Aim. Copy all of the data below in full, adding 34 to every bounding-box coordinate in the answers and leaving the numbers in the JSON templates unchanged.

Supplied data.

☆ ☆ ☆ ☆

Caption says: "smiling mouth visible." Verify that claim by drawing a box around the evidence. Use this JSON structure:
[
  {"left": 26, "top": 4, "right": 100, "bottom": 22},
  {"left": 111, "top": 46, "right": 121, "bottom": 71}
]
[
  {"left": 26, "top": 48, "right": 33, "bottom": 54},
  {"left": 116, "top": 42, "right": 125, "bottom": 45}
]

☆ ☆ ☆ ☆

Full response.
Caption says: "smiling mouth visible." Verify that claim by drawing a box around the evidence. Use this JSON structure:
[
  {"left": 26, "top": 4, "right": 100, "bottom": 22},
  {"left": 111, "top": 46, "right": 121, "bottom": 71}
]
[
  {"left": 60, "top": 82, "right": 67, "bottom": 88},
  {"left": 150, "top": 76, "right": 159, "bottom": 79}
]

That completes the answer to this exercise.